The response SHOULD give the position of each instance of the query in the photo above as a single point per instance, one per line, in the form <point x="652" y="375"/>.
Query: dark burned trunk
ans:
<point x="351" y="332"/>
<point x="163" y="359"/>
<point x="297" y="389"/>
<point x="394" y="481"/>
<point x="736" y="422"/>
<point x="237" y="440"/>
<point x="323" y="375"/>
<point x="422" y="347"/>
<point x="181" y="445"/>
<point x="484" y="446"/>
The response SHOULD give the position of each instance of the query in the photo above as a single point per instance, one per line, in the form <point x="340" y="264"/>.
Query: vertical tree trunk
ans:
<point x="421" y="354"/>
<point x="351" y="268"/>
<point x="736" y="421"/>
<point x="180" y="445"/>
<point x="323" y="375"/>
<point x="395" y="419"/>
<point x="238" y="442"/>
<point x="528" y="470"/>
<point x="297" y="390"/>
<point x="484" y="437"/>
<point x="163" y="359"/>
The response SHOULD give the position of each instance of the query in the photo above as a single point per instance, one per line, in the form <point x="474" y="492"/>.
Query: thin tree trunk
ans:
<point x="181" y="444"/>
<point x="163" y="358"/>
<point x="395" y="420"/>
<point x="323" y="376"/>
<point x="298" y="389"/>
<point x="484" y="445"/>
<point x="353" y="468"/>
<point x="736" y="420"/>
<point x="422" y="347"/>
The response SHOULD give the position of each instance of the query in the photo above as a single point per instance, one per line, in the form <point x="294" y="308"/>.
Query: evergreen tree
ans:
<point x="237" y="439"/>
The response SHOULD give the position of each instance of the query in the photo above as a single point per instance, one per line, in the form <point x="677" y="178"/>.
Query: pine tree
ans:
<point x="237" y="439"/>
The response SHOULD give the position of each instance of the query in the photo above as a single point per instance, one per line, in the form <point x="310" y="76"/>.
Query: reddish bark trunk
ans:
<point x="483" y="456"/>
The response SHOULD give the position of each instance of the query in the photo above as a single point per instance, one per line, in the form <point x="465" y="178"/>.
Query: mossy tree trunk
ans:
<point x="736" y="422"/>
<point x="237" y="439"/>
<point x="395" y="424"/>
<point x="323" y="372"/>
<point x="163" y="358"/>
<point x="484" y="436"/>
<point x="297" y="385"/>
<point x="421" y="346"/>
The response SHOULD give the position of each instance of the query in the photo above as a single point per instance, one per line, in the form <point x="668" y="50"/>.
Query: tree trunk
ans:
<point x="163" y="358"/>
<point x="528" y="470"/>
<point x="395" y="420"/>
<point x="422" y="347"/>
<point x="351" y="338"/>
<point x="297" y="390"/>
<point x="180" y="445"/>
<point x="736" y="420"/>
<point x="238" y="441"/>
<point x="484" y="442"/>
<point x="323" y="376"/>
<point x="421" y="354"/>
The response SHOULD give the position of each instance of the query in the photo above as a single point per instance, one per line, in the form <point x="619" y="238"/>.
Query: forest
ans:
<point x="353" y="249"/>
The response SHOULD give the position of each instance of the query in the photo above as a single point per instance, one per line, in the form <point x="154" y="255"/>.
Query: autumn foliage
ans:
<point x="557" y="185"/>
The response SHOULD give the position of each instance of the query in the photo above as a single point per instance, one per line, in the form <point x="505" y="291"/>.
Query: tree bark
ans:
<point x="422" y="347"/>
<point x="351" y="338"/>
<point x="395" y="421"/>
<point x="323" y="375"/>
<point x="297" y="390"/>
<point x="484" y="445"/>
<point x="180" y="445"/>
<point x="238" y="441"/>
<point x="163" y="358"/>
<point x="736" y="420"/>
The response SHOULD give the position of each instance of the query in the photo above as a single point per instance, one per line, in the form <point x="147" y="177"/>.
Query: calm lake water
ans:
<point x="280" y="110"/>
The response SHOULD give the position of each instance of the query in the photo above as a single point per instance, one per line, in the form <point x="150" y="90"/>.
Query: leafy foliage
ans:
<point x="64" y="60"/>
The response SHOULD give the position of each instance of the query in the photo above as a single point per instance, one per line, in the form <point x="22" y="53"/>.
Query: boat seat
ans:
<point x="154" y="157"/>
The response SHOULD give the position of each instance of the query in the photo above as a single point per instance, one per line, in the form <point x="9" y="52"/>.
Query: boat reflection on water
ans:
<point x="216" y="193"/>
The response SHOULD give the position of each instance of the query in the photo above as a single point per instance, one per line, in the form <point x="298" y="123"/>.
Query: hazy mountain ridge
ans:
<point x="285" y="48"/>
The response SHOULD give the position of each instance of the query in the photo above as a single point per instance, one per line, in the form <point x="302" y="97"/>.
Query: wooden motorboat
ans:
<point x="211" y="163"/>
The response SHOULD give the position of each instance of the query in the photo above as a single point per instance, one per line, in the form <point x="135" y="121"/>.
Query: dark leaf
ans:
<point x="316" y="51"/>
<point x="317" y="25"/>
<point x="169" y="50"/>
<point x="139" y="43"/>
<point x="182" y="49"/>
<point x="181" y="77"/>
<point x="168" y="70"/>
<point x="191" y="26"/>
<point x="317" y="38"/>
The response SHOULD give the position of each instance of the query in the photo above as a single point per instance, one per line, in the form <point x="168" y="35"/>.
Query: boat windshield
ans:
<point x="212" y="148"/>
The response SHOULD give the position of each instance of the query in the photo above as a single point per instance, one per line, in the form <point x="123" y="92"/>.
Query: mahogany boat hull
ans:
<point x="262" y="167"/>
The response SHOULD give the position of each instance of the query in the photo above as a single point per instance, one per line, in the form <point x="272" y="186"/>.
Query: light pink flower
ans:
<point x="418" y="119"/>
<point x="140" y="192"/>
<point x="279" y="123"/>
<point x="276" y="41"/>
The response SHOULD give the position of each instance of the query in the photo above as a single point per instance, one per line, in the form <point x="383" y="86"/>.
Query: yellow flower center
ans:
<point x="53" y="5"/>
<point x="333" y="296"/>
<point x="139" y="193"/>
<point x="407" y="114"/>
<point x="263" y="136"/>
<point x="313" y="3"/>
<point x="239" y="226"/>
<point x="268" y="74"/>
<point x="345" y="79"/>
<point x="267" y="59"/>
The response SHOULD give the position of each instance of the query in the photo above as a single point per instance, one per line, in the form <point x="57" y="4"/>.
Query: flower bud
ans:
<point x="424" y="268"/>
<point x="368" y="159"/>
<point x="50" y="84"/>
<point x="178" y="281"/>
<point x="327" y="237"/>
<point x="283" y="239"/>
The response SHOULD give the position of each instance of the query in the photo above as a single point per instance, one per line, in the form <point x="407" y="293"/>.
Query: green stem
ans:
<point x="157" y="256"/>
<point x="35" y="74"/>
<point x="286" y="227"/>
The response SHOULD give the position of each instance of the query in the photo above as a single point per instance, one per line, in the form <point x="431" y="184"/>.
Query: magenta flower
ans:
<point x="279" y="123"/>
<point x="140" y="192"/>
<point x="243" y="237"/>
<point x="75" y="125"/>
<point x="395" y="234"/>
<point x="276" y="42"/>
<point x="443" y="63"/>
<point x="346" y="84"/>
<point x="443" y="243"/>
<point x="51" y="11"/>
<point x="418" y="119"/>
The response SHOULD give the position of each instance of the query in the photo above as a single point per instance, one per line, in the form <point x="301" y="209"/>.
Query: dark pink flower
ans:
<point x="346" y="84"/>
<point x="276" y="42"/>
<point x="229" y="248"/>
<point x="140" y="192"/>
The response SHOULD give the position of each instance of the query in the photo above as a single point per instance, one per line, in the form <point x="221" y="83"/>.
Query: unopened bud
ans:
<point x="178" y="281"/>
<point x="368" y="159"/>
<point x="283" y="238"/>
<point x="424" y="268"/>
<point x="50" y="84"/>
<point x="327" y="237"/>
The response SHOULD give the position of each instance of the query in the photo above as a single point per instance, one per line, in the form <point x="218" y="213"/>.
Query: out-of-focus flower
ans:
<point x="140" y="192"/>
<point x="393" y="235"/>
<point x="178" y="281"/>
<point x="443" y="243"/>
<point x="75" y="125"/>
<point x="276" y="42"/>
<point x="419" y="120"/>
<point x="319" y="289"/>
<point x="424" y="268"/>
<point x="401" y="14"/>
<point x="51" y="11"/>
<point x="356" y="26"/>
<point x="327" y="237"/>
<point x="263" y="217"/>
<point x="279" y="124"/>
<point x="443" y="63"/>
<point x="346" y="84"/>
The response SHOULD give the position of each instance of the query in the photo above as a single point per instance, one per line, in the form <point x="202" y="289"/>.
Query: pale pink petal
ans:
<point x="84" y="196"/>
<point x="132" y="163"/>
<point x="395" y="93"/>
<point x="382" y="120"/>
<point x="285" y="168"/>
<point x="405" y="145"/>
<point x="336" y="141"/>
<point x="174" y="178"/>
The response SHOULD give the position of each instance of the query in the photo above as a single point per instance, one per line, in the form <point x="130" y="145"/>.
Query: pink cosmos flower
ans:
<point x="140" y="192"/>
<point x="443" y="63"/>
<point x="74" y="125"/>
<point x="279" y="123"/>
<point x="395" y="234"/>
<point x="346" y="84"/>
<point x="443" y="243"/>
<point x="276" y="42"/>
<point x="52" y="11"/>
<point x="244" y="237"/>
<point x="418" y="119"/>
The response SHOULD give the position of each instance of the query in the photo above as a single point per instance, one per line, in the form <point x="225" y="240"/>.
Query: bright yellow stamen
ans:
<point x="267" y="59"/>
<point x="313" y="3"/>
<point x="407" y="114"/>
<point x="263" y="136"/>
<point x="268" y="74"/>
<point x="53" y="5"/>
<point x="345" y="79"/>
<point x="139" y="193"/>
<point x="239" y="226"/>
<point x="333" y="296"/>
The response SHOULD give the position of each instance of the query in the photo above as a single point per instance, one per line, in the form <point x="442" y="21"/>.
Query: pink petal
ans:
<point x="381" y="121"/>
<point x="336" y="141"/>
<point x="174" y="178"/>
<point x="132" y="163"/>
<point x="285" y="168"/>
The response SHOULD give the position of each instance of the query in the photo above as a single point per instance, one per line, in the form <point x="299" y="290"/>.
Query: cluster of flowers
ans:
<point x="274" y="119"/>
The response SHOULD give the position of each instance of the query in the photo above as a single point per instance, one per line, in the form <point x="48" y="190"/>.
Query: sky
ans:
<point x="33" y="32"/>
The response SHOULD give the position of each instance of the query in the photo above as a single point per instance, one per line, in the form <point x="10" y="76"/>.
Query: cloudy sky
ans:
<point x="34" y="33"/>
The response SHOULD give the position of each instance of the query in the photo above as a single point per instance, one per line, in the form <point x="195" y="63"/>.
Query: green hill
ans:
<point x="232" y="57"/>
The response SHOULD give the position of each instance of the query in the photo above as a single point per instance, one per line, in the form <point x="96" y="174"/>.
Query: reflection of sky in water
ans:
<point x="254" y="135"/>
+ + + +
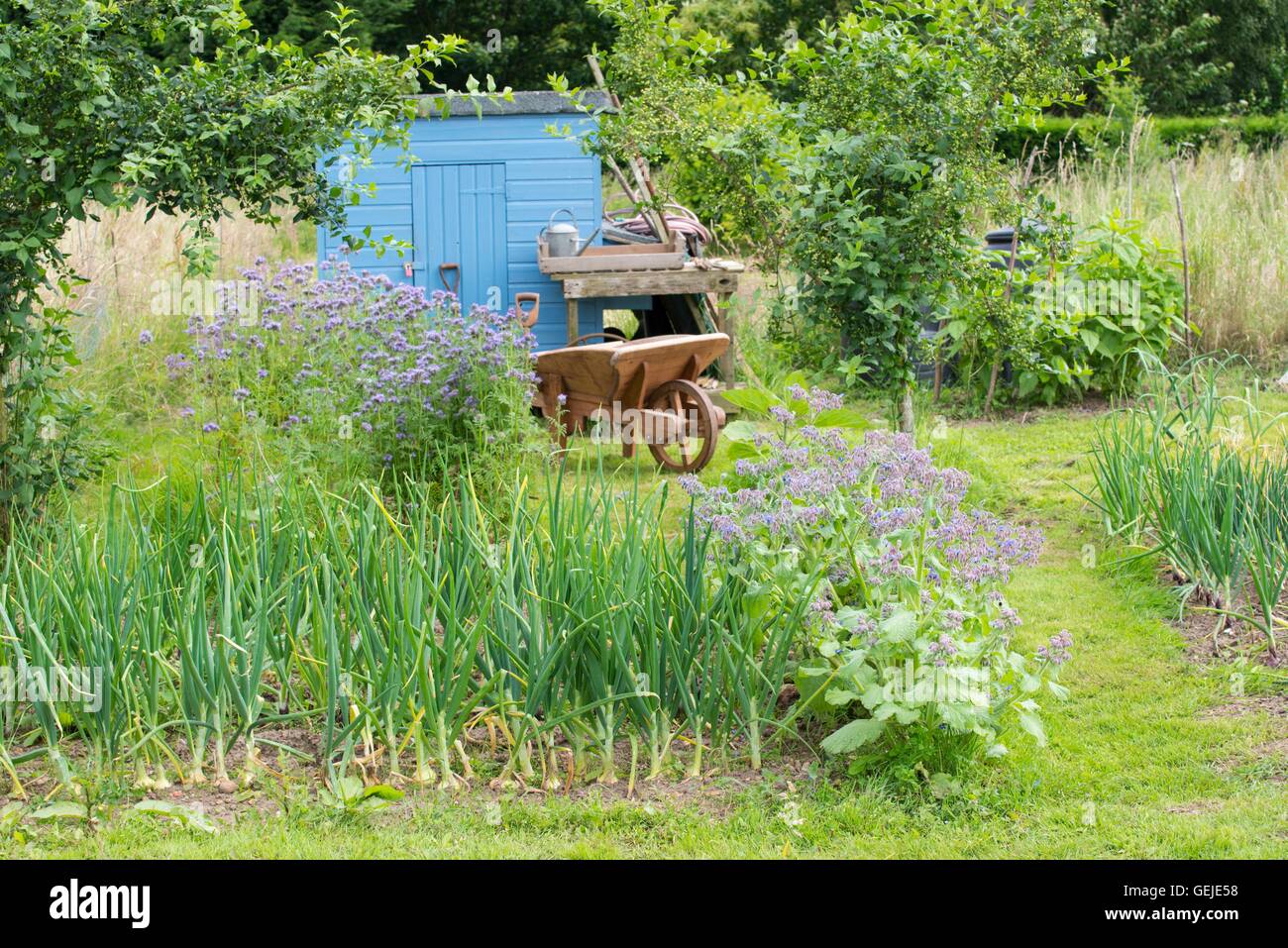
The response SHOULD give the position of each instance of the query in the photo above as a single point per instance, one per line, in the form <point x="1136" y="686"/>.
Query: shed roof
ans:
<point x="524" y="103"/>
+ + + +
**Exercise goal**
How many lines in the rows above contain the word "water"? Reply with the number alone.

**Solution to this exercise**
3